(Items listed in a dataset)
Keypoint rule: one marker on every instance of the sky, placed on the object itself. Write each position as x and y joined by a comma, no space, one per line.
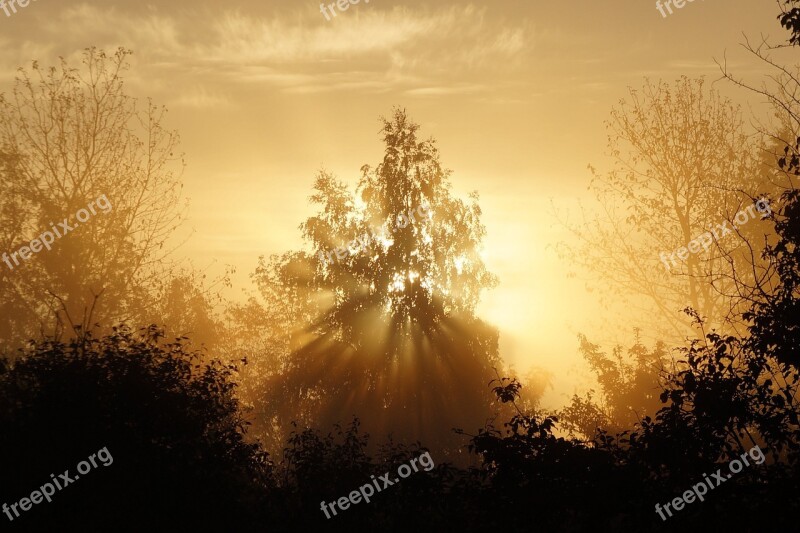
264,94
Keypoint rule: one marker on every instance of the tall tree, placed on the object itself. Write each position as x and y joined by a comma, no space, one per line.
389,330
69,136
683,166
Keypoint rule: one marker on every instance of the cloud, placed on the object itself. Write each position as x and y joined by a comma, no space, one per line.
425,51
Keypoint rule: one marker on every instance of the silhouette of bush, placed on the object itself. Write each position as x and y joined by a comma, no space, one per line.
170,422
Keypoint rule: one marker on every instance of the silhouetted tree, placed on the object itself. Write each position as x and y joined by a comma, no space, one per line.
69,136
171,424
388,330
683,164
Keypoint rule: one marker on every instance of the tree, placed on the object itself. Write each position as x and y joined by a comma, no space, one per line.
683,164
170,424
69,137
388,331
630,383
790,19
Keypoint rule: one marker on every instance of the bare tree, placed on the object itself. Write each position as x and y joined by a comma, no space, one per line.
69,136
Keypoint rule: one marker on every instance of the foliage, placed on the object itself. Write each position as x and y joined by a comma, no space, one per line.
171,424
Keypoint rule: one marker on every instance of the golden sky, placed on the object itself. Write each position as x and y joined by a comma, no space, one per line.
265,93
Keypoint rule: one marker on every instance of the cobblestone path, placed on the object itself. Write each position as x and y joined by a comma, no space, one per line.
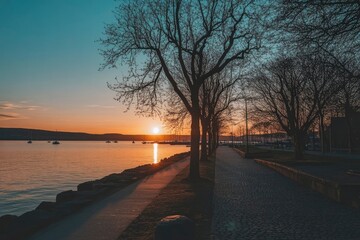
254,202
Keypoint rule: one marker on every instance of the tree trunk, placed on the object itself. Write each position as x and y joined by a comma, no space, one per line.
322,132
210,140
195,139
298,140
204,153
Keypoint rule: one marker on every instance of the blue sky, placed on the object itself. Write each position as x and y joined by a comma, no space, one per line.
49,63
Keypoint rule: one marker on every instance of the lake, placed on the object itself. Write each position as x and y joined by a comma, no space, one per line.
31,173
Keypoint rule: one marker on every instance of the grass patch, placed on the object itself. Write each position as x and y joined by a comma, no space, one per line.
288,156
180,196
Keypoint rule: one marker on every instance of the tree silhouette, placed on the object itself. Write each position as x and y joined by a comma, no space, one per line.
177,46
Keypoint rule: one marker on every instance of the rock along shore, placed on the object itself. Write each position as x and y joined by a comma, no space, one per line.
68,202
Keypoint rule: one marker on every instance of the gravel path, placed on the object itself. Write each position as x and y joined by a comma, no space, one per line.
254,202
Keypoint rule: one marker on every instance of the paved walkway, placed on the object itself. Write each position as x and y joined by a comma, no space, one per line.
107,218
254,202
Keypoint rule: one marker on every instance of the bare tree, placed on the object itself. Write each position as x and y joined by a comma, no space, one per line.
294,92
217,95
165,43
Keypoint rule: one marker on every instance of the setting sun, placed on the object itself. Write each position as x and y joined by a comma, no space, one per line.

--

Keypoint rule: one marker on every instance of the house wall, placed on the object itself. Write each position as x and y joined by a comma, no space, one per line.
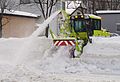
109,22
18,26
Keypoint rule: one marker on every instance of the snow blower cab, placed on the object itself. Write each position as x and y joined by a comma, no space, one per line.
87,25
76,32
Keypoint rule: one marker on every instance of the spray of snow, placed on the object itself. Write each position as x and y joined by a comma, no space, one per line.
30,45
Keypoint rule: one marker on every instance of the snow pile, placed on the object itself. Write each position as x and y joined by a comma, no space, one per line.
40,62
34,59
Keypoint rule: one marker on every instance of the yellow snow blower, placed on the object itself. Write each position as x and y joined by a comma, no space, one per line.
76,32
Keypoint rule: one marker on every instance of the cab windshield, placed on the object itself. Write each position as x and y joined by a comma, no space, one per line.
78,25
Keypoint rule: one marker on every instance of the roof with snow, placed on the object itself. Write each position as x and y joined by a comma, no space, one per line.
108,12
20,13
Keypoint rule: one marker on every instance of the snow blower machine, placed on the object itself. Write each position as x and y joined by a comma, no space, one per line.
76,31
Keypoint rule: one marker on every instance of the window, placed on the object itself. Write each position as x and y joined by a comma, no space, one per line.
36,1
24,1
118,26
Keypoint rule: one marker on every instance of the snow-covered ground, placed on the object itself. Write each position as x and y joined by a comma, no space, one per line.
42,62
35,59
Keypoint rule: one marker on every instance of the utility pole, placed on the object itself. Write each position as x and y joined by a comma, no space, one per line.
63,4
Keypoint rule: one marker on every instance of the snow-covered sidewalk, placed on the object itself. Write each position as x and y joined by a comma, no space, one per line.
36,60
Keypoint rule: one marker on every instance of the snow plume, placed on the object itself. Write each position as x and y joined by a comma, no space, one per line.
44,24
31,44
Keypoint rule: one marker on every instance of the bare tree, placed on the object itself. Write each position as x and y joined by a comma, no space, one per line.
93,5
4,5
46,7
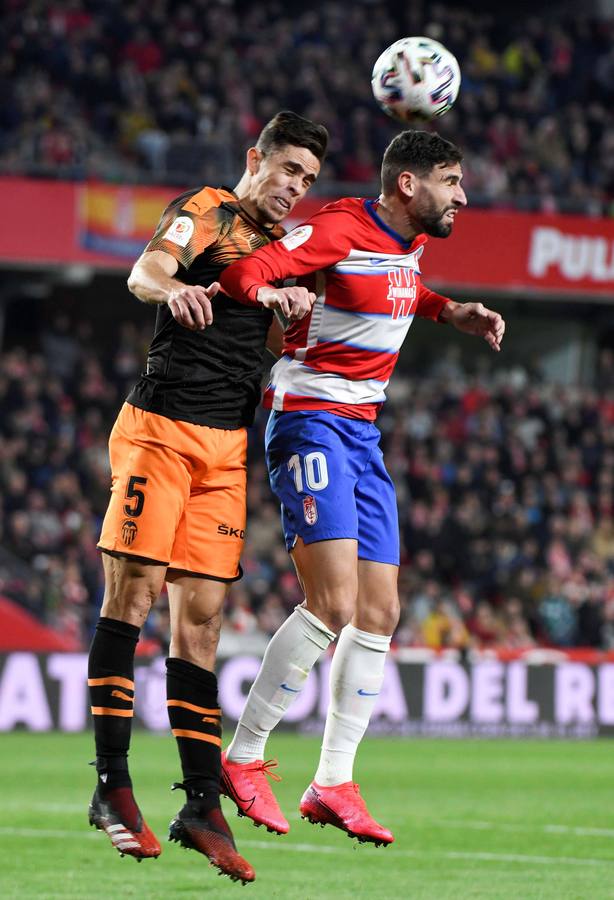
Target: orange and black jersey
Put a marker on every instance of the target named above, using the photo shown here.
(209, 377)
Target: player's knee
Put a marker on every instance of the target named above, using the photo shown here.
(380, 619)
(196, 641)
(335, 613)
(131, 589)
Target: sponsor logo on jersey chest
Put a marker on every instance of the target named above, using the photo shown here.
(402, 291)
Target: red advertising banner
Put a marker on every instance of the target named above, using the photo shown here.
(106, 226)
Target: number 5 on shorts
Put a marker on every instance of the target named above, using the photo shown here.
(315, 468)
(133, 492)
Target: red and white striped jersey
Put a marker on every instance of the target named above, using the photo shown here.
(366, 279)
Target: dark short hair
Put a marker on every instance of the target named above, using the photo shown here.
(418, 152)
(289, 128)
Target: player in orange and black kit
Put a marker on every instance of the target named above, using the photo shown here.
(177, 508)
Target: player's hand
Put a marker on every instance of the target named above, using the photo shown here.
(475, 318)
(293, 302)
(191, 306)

...

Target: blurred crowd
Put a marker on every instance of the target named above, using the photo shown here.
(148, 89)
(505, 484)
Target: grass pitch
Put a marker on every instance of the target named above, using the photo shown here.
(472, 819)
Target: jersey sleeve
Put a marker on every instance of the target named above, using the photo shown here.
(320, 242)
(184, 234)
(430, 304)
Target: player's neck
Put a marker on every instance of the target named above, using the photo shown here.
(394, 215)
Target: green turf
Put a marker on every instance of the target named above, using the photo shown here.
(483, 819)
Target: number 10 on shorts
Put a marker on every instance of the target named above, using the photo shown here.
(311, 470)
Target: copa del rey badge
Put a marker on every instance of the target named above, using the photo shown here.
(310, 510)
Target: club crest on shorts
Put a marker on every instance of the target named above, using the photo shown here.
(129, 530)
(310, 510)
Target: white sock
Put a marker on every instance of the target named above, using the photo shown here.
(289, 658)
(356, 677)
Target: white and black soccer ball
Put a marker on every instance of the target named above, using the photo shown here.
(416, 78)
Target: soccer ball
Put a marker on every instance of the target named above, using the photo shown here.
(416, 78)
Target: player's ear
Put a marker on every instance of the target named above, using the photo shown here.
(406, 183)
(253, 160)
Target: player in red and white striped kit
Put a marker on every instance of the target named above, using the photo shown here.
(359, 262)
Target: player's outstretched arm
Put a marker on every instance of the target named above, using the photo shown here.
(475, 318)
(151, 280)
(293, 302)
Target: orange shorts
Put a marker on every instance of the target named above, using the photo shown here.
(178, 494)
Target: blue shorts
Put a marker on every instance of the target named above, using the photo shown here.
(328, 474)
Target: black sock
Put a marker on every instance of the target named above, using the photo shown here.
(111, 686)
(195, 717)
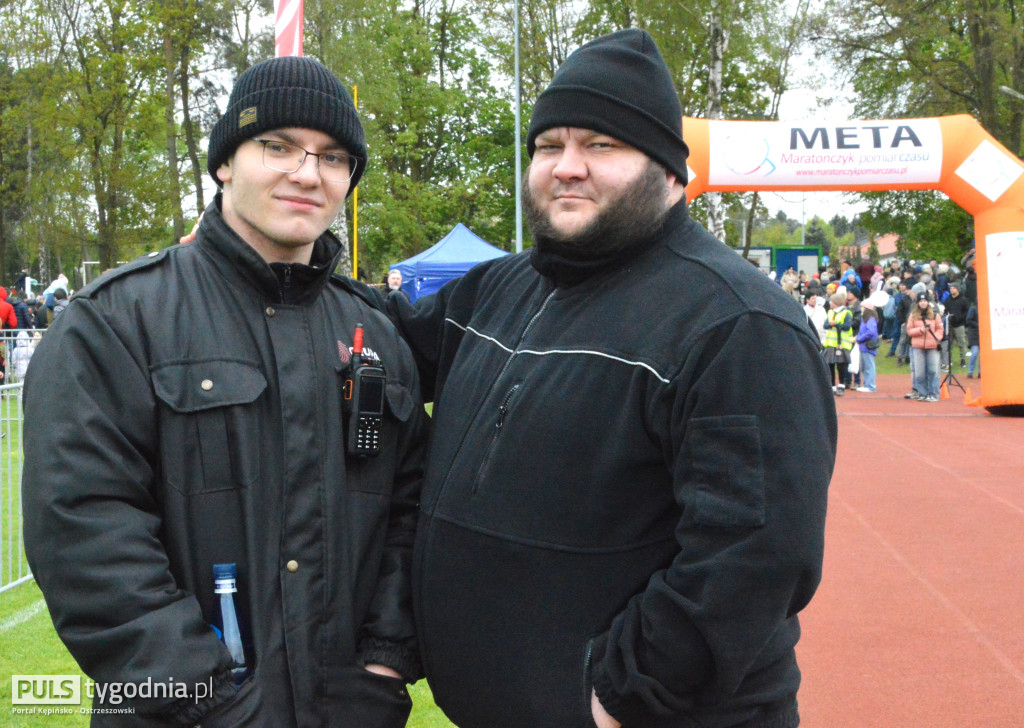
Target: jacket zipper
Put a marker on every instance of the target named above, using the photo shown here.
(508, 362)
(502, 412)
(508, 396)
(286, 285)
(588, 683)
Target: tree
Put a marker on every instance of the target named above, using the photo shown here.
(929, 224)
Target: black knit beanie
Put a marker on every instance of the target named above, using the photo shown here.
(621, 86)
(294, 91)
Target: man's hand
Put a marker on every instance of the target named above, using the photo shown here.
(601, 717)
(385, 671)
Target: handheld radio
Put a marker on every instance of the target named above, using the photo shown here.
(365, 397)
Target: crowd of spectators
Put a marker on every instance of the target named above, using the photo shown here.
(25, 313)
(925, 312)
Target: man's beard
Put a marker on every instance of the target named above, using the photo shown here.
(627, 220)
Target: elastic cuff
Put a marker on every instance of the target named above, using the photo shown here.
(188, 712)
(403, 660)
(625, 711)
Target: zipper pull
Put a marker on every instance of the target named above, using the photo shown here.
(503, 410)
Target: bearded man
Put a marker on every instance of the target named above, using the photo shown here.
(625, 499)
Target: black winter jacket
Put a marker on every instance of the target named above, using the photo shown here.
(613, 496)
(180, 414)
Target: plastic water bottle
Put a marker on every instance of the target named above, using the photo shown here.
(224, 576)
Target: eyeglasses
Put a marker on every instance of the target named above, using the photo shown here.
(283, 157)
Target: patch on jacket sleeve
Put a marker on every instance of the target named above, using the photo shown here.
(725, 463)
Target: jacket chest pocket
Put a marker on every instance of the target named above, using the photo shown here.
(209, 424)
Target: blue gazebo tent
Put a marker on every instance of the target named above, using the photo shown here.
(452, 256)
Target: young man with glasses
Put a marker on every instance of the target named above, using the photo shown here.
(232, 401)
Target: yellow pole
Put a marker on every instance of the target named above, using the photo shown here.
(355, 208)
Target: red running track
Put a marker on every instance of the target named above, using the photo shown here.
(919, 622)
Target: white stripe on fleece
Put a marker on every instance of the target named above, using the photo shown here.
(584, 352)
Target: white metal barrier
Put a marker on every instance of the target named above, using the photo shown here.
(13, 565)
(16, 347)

EXERCISE OBJECTIVE
In the records above, find each line that holds the word "number"; copy all such lines.

YOUR RESPONSE
Target: number 5 on shorts
Target: number 10 on shorts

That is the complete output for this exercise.